PASSAGE SHOWN
+ + + +
You blog? You famous!
All the bloggers out there doing this way better than me, don’t take offence! I’m merely referencing one of the readings from week four which states that on the internet, you only need fifteen friends or people who are interested in what you’re writing and your sufficiently famous (Rettberg 2014, p. 67). So, I’m still not famous.
I must be doing something wrong. It could be that I’m not up on the lingo like ‘pwned’ that I only managed to discover once reading the learning materials. I happened to come across this on Tahlia’s blog and thought she’d made typos throughout her post AND her title! I’m so glad I didn’t pull her up on it. Embarrassing…
DO I EVEN KNOW WHAT A BLOG IS?
So I admit my interpretation of a blog prior to this week was that it was a written or visual diary. A space where people share their thoughts and opinions and content that has either amused or inspired them. Turns out they are not only much more than that, but they can also be a lot simpler. They can serve a range of purposes from a corporate level down to a personal page sharing a love of mini dachshunds. I happen to own a mini dachshund and since falling deep in love with her, this kind of blog is not that far fetched.
SEE LOOK! THEY ARE ADORABLE!
The unique characteristic of the blogosphere is that it reaches a wider audience and it has the potential to spread like 'word of mouth’ but in an exciting and fast- paced digital community (Cross 2011, p. 38).
I FOLLOW YOUR BLOG, ARE WE FRIENDS?
A link between blogs can signify that two bloggers know each other and may consider one another as an associate or a friend but it can also signify that one blogger enjoys another bloggers blogging (Rettberg 2014, p. 67). The PUBLICS that are formed when considering blogs is often referred to as 'networked publics’ and, when put simply, refers to publics that are reconstructed by network technologies). I found Boyd’s definition the clearest and easiest to relate to the idea of social media platforms and blogging communities as describing the space constructed and the imagined collective in network technologies (Boyd 2010, p. 39). When I think of that idea, I imagine little towns made up of the collectives of the blog world… The fashion bloggers, the science geniuses and the mini dachshund enthusiasts.
+ + + +
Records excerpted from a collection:

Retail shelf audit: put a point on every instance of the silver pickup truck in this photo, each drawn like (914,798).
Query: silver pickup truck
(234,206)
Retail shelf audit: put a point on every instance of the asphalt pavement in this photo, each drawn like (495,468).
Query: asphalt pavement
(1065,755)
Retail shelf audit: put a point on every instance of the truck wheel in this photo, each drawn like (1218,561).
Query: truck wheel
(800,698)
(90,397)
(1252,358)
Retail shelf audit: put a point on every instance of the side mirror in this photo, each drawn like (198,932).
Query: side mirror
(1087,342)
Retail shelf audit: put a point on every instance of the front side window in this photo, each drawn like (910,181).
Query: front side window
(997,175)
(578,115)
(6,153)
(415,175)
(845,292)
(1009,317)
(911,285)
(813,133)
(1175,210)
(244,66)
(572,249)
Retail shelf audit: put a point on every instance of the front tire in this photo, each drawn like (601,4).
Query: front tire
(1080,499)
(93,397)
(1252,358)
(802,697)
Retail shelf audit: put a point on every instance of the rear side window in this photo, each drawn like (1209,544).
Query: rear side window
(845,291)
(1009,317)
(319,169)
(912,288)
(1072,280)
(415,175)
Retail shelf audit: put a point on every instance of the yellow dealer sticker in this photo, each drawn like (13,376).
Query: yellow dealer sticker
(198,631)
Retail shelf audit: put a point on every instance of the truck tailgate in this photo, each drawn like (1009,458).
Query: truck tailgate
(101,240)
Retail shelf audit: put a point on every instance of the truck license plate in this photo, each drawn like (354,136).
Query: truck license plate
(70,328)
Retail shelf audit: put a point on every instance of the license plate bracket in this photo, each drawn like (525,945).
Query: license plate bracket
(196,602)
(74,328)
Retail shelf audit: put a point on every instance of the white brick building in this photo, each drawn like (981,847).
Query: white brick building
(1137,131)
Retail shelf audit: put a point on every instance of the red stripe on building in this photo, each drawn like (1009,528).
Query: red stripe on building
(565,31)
+ + + +
TASK REQUIREMENTS
a. Answer these questions using the post about blogging:
(i) According to the Rettberg reading cited, how many friends or interested people does someone need on the internet to be sufficiently famous?
(ii) What kind of dog does the writer own?
(iii) Whose definition of networked publics does the writer find the clearest?
b. Carry on the post about blogging and networked publics, starting after its final sentence.

RESULTS FOR THE EXERCISE
a.
(i) Fifteen
(ii) A mini dachshund
(iii) Boyd's

b.
This idea of networked publics leads to considering what the publics are seeking and delivering through these blogs. Blogging about illness has become a platform for detailed and on- going expressions of people who are suffering severe illness (McCosker 2008, p. 1). These platforms offer sufferers and their loved ones an opportunity to communicate and relate to others experiencing their pain or to supporters who are encouraging their journey. I am lucky enough to not have suffered a serious illness but I imagine a community of support and people experiencing similar things would be true comfort. A risk with having these blogs that are given such a potentially public and powerful voice is that vulnerable people can be taken for a ride. Let’s look at a very well- known case of this in Australia earlier this year. Belle Gibson, a 23- year- old blogger who claimed to cure brain cancer with natural therapies and healthy foods was discovered to be misleading followers (Ferreras 2015). It was discovered Gibson never had the cancer and many people who were inspired by her were left feeling betrayed.
After this week diving into the world of blogs, I feel inspired to keep talking about them but I also feel like I’ve been missing out by just keeping to the single servers like Facebook and Instagram. I have an urge to try and start a photoblog now but if anyone can tell me how to reference where these pictures have come from that I have found on other Tumblrs? I’ve seen people can link them to the original posters blog? HELP.
REFERENCES Boyd, D 2010, ‘Social Network Sites as Networked Publics’, in Papacharissi, Z, A Networked Self: Identity, Community, and Culture on Social Network Sites, Routledge, Hoboken, pp. 39-58.
Cross, M 2011, Got Blog, in Bloggerati, Twitterati: How blogs and Twitter are transforming popular culture, Praeger, Santa Barbara.
Ferraras, J 2015, 'Belle Gibson, Australian wellness blogger, lied about cancer diagnosis’, HuffPost Canada, 22 April, viewed 4 December 2015, <http://www.huffingtonpost.ca/2015/04/22/belle-gibson-cancer-lie-wellness-blogger_n_7120796.html>
McCosker, A 2008, 'Blogging Illness: Recovering in Public’, M/C Journal, vol. 11, no. 6, pp. 1-8.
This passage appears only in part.